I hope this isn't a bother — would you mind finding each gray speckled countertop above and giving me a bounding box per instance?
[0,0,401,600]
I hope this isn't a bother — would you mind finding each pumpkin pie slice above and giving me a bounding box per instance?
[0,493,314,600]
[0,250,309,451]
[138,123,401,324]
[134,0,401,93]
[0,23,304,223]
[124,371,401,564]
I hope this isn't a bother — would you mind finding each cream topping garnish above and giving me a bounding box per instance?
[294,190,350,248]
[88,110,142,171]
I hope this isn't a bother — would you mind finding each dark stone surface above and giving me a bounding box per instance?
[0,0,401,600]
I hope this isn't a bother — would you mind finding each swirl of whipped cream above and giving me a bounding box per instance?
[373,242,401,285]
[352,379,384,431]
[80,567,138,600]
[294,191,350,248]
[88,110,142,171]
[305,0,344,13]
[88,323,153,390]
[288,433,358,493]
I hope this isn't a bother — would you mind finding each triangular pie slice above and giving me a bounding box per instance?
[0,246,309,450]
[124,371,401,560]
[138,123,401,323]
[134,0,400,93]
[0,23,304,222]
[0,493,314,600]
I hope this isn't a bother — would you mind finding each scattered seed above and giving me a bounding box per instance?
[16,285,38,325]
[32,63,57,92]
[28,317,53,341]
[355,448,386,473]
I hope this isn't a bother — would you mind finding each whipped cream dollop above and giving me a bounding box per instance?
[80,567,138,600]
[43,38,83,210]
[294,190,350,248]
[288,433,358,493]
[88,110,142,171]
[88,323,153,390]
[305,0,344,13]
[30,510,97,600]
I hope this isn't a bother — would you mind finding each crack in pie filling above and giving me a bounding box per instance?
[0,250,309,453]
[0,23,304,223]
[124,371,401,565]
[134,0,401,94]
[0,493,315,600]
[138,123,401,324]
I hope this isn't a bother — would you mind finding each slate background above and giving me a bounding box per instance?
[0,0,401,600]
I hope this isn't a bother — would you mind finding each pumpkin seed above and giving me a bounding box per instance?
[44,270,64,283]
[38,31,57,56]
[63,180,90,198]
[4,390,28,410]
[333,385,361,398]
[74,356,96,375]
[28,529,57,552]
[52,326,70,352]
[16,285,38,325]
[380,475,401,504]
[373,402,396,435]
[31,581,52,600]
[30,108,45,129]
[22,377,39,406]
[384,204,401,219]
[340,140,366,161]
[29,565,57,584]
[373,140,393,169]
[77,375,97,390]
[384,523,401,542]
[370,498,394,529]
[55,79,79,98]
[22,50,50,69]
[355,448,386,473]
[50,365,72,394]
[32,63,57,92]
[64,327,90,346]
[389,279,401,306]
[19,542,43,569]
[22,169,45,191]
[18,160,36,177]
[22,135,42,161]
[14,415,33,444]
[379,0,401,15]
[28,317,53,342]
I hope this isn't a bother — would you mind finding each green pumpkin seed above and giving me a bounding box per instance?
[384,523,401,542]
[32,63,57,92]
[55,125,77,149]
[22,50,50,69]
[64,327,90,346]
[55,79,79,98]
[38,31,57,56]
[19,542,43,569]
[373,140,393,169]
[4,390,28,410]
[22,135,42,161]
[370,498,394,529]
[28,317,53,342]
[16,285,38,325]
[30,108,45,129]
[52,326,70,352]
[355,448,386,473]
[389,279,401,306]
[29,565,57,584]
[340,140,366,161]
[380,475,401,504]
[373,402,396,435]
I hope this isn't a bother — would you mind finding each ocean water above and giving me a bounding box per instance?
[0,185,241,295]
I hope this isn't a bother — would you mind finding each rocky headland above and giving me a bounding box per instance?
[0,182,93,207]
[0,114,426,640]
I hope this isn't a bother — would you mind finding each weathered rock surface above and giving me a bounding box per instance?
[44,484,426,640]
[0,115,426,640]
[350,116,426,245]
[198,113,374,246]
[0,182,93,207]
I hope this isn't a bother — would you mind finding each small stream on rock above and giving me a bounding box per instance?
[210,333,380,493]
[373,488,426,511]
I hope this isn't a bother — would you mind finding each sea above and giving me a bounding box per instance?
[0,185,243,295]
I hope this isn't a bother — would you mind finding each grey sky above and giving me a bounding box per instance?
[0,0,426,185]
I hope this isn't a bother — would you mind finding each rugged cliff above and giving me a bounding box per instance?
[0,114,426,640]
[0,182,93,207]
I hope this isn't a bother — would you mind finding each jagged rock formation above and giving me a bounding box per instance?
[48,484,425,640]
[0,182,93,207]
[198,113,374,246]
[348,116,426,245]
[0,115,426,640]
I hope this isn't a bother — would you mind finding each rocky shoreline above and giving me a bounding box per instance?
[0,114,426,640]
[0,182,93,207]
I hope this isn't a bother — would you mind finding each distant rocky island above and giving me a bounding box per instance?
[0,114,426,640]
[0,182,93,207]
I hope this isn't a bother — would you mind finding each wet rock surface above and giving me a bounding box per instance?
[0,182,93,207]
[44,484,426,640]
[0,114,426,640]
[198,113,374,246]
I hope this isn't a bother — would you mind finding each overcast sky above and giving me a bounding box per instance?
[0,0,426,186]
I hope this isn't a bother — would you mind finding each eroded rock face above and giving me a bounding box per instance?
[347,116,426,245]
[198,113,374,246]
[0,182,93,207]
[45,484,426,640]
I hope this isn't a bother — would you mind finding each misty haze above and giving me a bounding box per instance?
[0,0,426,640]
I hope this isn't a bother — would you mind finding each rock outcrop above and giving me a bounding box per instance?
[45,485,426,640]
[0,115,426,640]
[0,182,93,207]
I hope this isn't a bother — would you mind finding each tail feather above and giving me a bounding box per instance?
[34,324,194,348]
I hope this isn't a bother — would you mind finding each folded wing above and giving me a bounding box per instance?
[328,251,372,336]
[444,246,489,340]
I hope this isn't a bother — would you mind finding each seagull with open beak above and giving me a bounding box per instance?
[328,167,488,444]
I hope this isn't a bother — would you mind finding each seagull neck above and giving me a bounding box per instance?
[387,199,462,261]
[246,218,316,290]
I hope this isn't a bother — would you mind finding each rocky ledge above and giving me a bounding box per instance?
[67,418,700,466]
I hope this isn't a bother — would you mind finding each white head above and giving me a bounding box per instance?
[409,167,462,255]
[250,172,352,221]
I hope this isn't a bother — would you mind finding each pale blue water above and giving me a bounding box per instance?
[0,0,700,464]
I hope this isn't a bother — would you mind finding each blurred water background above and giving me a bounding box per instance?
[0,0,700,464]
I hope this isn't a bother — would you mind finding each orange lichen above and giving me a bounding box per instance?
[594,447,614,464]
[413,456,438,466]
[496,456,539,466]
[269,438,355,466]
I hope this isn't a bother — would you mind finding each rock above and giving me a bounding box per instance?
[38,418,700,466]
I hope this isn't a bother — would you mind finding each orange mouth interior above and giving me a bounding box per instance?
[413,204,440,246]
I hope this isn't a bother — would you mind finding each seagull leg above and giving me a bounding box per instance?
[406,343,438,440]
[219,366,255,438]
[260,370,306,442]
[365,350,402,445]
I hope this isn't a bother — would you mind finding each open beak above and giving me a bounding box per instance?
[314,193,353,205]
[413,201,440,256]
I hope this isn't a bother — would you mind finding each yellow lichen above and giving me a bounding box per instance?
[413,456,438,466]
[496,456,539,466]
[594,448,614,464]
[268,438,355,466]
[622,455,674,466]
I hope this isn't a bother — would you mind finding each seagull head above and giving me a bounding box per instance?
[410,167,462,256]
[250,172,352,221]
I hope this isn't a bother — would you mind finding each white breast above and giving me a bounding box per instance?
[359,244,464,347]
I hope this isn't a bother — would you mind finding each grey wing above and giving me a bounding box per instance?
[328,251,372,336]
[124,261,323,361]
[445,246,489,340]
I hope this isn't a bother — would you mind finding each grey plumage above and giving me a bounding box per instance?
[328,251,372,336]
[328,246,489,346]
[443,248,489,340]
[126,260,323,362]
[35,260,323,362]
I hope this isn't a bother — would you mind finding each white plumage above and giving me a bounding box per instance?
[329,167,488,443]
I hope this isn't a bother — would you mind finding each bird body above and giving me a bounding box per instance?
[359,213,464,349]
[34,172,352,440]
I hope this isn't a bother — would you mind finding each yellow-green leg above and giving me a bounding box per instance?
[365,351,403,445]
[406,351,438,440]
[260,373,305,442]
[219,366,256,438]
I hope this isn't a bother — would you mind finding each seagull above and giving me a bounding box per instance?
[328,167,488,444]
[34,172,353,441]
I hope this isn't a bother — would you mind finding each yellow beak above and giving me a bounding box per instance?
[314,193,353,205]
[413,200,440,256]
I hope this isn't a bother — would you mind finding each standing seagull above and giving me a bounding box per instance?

-----

* GOAL:
Repeat only what runs from the line holding "finding each yellow-green" to the end of the data, keeping every line exactly as written, first and last included.

* FINISHED ANSWER:
I hope this isn't a bother — would you mind finding each yellow-green leg above and giving me a bounding box per instance?
[365,351,403,445]
[406,351,438,440]
[260,373,305,442]
[219,366,256,438]
I hope this isn't a bother — would you mind finding each seagull above and giving me a bounding box per instance?
[328,167,488,444]
[34,172,353,441]
I hope this isn't a bother — would you mind finding each yellow beak above and giving me a bounding box per instance?
[314,193,353,205]
[413,200,440,256]
I hope this isn't a bother — would you mind finding each standing seagull above and giving me a bounding box per instance?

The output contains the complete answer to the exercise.